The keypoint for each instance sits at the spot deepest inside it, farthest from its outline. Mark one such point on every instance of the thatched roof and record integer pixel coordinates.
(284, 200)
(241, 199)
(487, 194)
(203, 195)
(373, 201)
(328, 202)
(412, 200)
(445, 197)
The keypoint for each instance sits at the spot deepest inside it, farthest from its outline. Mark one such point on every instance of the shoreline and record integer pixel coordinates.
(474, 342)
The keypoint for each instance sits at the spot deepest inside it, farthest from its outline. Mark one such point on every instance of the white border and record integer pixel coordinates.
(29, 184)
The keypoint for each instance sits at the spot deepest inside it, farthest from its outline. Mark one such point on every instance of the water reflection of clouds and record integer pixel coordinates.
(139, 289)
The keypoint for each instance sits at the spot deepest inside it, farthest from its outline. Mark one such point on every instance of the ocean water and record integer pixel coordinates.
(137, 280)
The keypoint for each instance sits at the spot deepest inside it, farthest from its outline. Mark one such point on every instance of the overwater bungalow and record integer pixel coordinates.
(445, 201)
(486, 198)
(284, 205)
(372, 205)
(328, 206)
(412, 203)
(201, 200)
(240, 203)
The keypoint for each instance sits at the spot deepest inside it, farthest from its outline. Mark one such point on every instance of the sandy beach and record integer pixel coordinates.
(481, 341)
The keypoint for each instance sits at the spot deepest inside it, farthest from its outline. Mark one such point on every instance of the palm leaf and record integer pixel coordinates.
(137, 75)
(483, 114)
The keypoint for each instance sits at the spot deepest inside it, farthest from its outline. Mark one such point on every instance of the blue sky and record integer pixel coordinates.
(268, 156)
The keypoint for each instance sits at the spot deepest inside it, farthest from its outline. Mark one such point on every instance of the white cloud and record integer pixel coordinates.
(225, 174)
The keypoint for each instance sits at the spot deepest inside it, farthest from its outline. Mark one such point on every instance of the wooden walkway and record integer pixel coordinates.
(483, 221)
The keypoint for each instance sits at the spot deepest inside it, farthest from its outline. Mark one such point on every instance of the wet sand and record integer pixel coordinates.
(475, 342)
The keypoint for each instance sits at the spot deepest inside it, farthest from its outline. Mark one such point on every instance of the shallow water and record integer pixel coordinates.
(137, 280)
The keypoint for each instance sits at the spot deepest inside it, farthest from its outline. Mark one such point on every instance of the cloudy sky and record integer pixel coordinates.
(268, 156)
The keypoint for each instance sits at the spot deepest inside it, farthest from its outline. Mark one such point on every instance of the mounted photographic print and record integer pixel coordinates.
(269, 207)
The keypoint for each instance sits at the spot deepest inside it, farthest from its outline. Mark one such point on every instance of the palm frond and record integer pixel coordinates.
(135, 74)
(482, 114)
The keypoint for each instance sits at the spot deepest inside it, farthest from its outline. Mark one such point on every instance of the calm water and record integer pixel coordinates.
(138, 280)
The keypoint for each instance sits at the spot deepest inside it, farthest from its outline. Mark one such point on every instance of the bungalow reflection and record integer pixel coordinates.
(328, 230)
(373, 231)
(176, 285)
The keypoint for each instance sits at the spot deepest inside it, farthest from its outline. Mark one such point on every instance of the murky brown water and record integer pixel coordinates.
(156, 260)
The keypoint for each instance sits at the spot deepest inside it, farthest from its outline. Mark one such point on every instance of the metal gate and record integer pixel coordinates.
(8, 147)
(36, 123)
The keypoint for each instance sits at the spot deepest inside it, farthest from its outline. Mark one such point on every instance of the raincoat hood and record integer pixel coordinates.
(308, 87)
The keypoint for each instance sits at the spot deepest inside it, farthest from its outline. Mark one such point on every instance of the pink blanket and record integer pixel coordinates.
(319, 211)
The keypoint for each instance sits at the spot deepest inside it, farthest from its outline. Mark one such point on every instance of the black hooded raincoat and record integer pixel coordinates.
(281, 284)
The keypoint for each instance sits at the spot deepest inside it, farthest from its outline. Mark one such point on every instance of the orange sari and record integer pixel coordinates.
· · · · · · ·
PROBLEM STATEMENT: All of the material shown above should be written out exactly.

OUTPUT OF THE EXERCISE:
The keypoint for each instance sits at the spot deepest inside it, farthest from its outline. Mark one such point on every instance of the thatched roof and record integer pixel coordinates.
(284, 200)
(241, 199)
(487, 194)
(203, 195)
(373, 201)
(328, 202)
(412, 200)
(445, 197)
The keypoint for each instance sits at the spot deepest inside it, farthest from its outline. Mark one such point on every instance of the shoreline and record integer pixel coordinates.
(474, 342)
The keypoint for each instance sits at the spot deepest inside it, farthest from its outline. Mark one such point on every instance of the white border and record integer pixel coordinates.
(29, 184)
The keypoint for each instance sits at the spot deepest inside it, farthest from its outline. Mark one such point on every instance of the water reflection of clouds and record integer pixel coordinates.
(139, 289)
The keypoint for each instance sits at the spot deepest inside it, farthest from its outline. Mark one such point on every instance of the ocean water and record integer pixel coordinates.
(137, 280)
The keypoint for each instance sits at the spot deepest inside it, farthest from its outline. Mark one such point on every instance of the overwater bungalow and record integer pixel coordinates.
(445, 201)
(486, 198)
(284, 205)
(372, 205)
(328, 206)
(412, 203)
(201, 200)
(240, 203)
The keypoint for each instance sits at the spot deepest inside it, farthest from its outline. Mark one such point on every instance of the sandy beach and record integer pixel coordinates.
(481, 341)
The keypoint for each instance sits at the spot deepest inside it, farthest from its outline. Mark one such point on every instance of the palm leaf and record integer pixel coordinates.
(137, 75)
(483, 114)
The keypoint for each instance sits at the spot deepest inside it, farthest from its outline. Mark one such point on every instance of the blue sky and record integer pixel coordinates.
(268, 156)
The keypoint for each instance sits at the spot deepest inside it, farthest from its outline. Mark one such point on every instance of the white cloud and record integer pixel coordinates.
(225, 174)
The keypoint for each instance sits at the spot deepest inside it, farthest from its outline. Mark one such point on every instance of the wooden walkway and record integer pixel coordinates.
(483, 221)
The keypoint for each instance sits at the spot deepest inside it, farthest from its outline. Mark one such point on every instance of the wet sand and record integer pixel coordinates.
(475, 342)
The keypoint for each instance sits at the spot deepest inside it, farthest from its outline. Mark one such point on every instance of the shallow water and record integer pixel coordinates.
(137, 280)
The keypoint for each instance sits at the spot deepest inside it, farthest from its outline. Mark one such point on every instance of the cloudy sky and record integer pixel coordinates.
(268, 156)
The keypoint for each instance sits at the spot deepest inside it, farthest from its outline. Mark one such point on every instance of the mounted photographic print and record integer pixel coordinates.
(269, 207)
The keypoint for each instance sits at the spot deepest inside it, farthest from its outline. Mark one such point on every instance of the palm frond and record integer pixel coordinates.
(135, 74)
(482, 114)
The keypoint for each instance sits at the spot deepest inside it, farthest from its outline. Mark one such point on every instance of the calm water and record integer pixel coordinates.
(138, 280)
The keypoint for each instance sits at the spot deepest inside it, farthest from its outline. Mark one such point on every instance of the bungalow reflection and record integer pixel coordinates.
(328, 230)
(373, 231)
(176, 285)
The keypoint for each instance sits at the spot deepest inside it, farthest from its outline. Mark one such point on every instance of the murky brown water and record integer pixel coordinates.
(156, 260)
The keypoint for each instance sits at the spot deepest inside it, farthest from its outline. Mark one such point on every instance of the metal gate and record integer pixel coordinates.
(8, 147)
(36, 123)
The keypoint for each instance sits at the spot deepest inside it, farthest from its outline. Mark one such point on every instance of the raincoat hood and record integer pixel coordinates.
(308, 87)
The keypoint for each instance sits at the spot deepest inside it, farthest from its outline. Mark one such point on every instance of the pink blanket and record integer pixel coordinates.
(319, 211)
The keypoint for each instance sits at the spot deepest inside it, farthest from its outline. Mark one such point on every instance of the black hooded raincoat and record integer pixel coordinates.
(281, 284)
The keypoint for each instance sits at the spot deepest inside it, farthest from its outline. Mark one such point on every instance of the orange sari and record integer pixel coordinates.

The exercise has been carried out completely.